**Stored data**
- - - -
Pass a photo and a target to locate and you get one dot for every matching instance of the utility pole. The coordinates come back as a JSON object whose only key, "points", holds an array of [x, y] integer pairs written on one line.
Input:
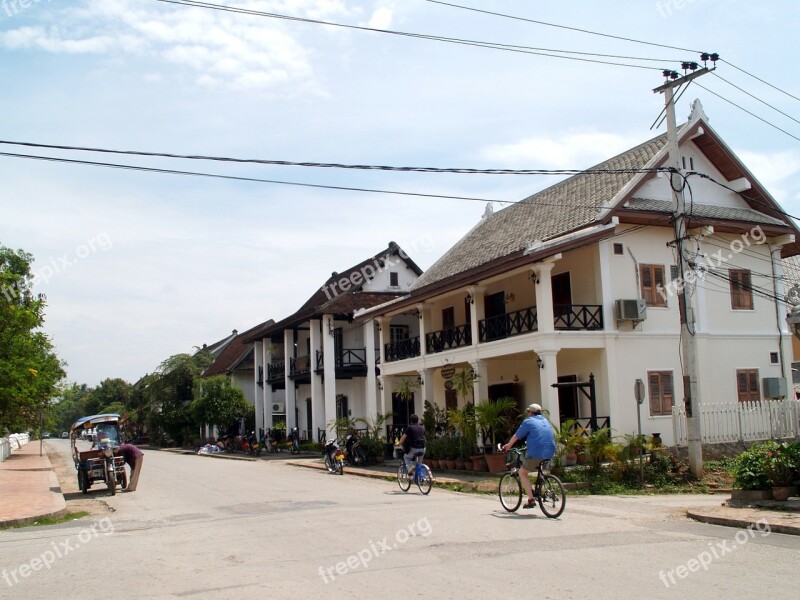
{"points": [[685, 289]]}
- - - -
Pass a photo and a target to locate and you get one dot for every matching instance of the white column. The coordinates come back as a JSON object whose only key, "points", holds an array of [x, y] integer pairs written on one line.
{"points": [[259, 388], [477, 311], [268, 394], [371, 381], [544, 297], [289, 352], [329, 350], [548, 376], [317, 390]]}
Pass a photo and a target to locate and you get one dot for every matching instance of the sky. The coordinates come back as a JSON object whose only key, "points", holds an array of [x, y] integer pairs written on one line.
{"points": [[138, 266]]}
- - - -
**Prompt**
Pull out every line in the records above that contains the word "pole", and copy each one in full.

**Full output**
Pass a photo and a target to locate and you get one dot for every matching instance of the utility pole. The coordinates come back as a JSON object whose only key, "points", holds an array of [x, y] integer pairs written on one line.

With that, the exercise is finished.